But it turns out, in the end, that being a widow isn’t something anyone signs up for and you don’t get to pick the time. Which left me with two choices: curl up and accept my fate of tears and mourning, or reach out and grab hold of life and live it the best I can.
As impossibly high as the mountain in front of me seemed, I chose the latter. I grabbed hold of my faith, friends and family with a grip they had no choice but to submit to, and I threw myself into my summer. I leaned into the grief when it swept over me in waves and allowed myself the floods of tears that accompanied it.
And then, I picked up a paint roller…and decided what I could do right now is give Bob Vila and Martha Stewart a run for their money. I painted my room, I painted the school where I worked, I picked cherries and canned jelly for everyone I knew, I replaced doorknobs and hinges, I moved furniture, I decorated my son’s room. When I couldn’t redecorate anything else, I went back to the small private school I had taught at for six years and asked for a different job – a new role – that of the high school guidance counselor.
Being guidance counselor is something I have dreamed of doing for years, but never had the time or energy left over after teaching full time. And now, under circumstances I never wished for, the opportunity presented itself. Each day I go to work, I thrill in the fact that I have the chance to influence the futures of students with whom I have worked with for years. The irony doesn’t escape me that my own planned future fell to pieces in order to have this chance, but I rejoice in the purpose it gives me. Every student I talk to has a unique way of looking at what they want out of life, and I eagerly try to equip them to reach for those dreams.

--

• _REQUIRED ACTION 1_
In the text above on widowhood, rewrite the paragraph beginning "And then, I picked up a paint roller" as a short bulleted list that keeps its main facts.
• _REQUIRED ACTION 2_
According to the text on widowhood, how many years had the writer taught at the small private school?

• _DATA FOR ANALYSIS_

--

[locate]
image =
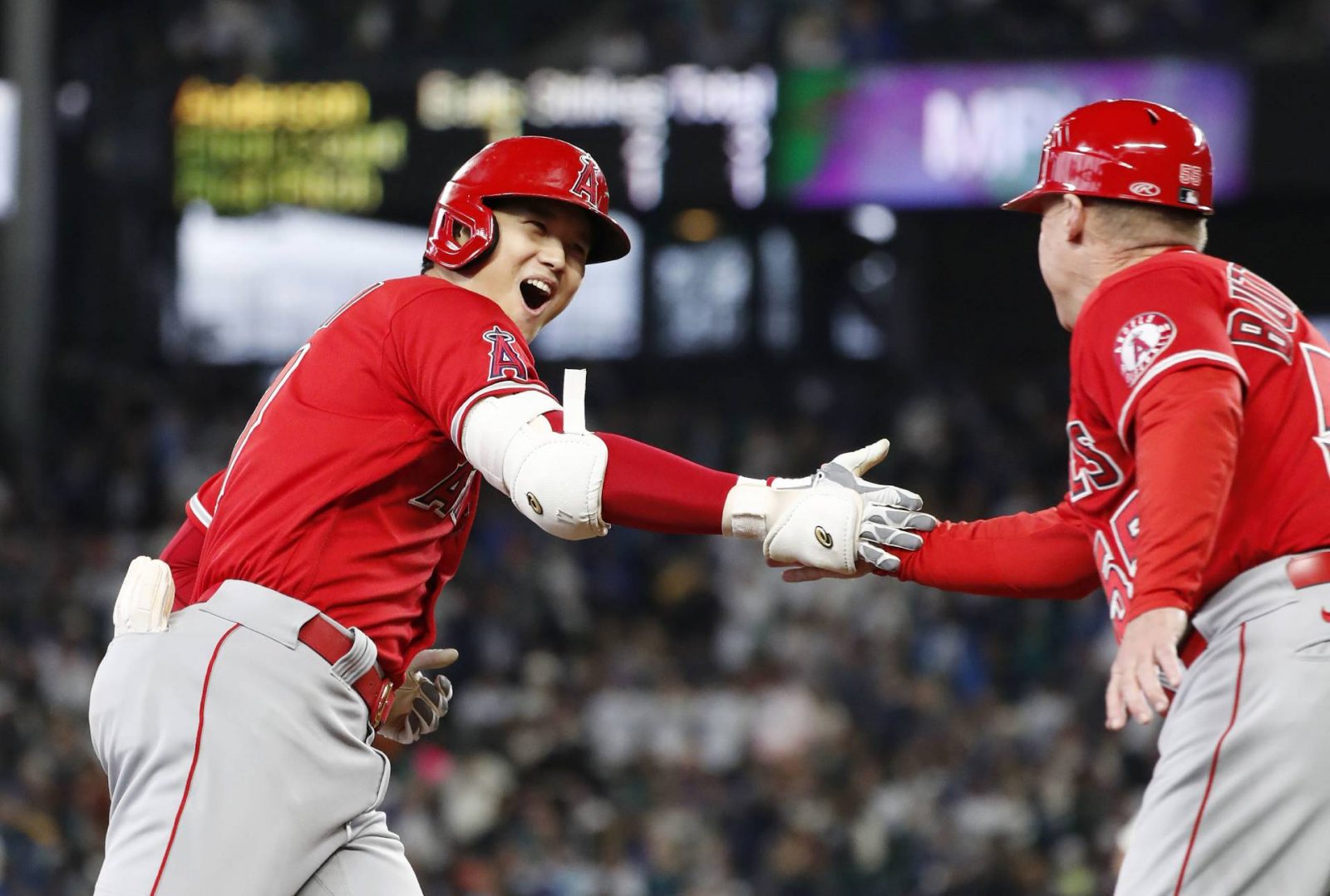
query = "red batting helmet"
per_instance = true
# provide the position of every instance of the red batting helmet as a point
(1126, 149)
(520, 166)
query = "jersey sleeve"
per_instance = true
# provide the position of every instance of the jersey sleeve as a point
(1041, 554)
(203, 504)
(450, 348)
(1140, 330)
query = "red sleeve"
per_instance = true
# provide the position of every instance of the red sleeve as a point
(203, 504)
(648, 488)
(181, 554)
(1187, 448)
(1026, 554)
(1155, 318)
(450, 347)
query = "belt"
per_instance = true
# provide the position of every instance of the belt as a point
(328, 641)
(1313, 569)
(1303, 572)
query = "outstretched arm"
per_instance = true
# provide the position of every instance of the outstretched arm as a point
(574, 484)
(1026, 554)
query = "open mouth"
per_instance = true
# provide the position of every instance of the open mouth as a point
(535, 293)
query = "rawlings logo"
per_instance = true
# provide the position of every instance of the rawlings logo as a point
(1141, 341)
(505, 361)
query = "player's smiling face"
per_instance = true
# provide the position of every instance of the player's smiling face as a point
(538, 261)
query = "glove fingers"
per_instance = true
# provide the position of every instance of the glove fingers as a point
(901, 519)
(432, 658)
(864, 459)
(890, 536)
(893, 496)
(879, 559)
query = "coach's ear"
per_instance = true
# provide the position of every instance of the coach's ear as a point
(1072, 217)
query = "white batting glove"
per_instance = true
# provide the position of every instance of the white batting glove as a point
(422, 701)
(830, 521)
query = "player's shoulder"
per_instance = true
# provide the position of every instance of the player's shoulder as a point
(1183, 278)
(436, 298)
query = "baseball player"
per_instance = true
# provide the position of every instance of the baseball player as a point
(236, 731)
(1199, 499)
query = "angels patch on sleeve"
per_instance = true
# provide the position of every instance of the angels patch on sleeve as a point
(1140, 341)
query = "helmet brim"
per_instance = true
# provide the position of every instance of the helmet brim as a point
(1028, 201)
(608, 241)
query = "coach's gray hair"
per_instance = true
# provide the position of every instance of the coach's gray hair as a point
(1136, 224)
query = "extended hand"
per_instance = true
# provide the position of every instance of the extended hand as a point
(890, 517)
(422, 702)
(1150, 645)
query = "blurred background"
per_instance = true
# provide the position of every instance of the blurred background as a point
(190, 188)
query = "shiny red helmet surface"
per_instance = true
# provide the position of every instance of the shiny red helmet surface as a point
(1126, 149)
(463, 225)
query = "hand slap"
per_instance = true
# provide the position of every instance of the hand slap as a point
(848, 470)
(1148, 649)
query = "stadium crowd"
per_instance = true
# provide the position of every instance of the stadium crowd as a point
(648, 716)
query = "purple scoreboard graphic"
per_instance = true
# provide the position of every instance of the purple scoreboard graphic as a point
(968, 135)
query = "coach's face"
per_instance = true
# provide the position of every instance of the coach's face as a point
(1061, 229)
(538, 261)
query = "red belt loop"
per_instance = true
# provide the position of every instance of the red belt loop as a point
(1313, 569)
(328, 641)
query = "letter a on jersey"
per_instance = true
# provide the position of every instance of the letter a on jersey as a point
(505, 361)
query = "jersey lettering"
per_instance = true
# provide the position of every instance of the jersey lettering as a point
(1117, 569)
(587, 184)
(1263, 295)
(505, 361)
(446, 497)
(1117, 583)
(257, 418)
(1127, 530)
(1318, 368)
(1090, 470)
(1254, 332)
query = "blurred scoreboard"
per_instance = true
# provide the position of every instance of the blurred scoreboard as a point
(906, 135)
(294, 195)
(970, 135)
(692, 135)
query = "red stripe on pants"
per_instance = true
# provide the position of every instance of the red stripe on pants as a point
(1214, 762)
(199, 741)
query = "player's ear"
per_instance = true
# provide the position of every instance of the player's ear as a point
(1074, 217)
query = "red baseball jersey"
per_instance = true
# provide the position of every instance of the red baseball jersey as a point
(1183, 308)
(346, 488)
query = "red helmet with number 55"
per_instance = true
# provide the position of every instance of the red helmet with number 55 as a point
(1126, 149)
(463, 224)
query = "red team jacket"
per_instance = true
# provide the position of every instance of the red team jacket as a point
(346, 488)
(1174, 312)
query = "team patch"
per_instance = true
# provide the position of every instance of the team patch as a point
(505, 361)
(1141, 341)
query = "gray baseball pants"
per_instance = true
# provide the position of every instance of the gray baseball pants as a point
(239, 761)
(1240, 800)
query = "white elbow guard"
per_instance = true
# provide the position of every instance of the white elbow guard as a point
(554, 479)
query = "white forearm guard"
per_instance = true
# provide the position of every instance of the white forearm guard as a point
(554, 479)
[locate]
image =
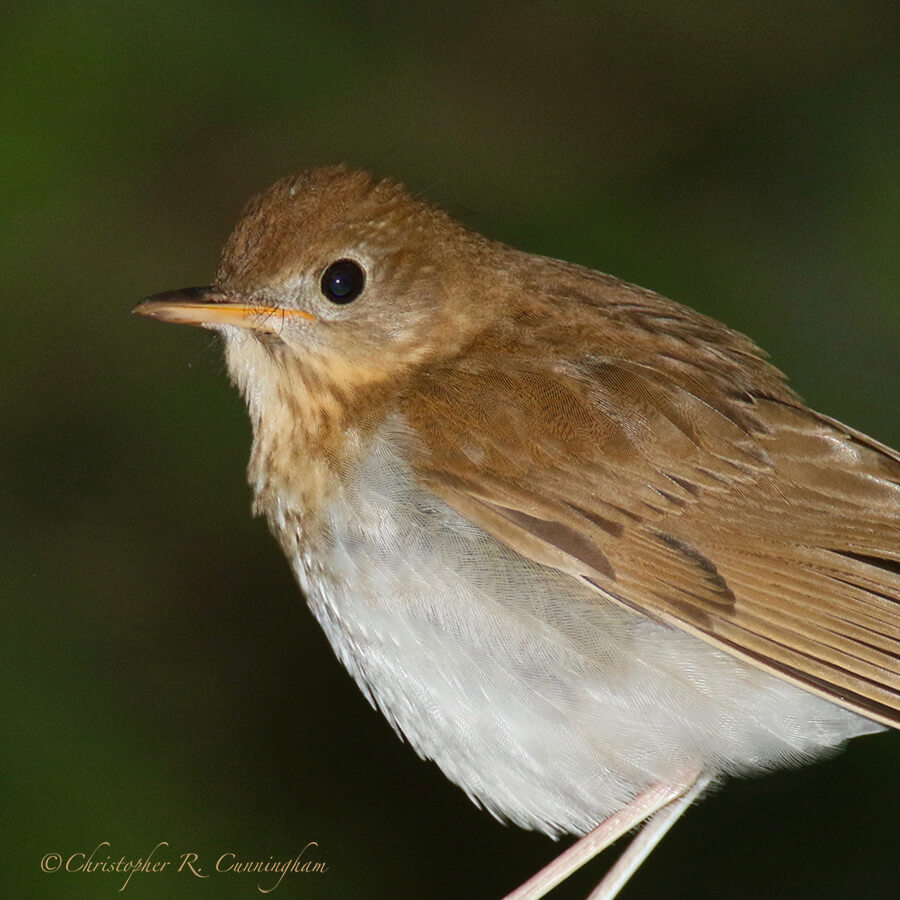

--

• _FINAL ANSWER 1_
- I picked up a paint roller and threw myself into home projects.
- I painted my room and the school where I worked.
- I picked cherries and canned jelly for everyone I knew.
- I replaced doorknobs and hinges, moved furniture, and decorated my son's room.
- With nothing left to redecorate, I returned to the small private school where I had taught for six years and asked to become the high school guidance counselor.

• _FINAL ANSWER 2_
Six years.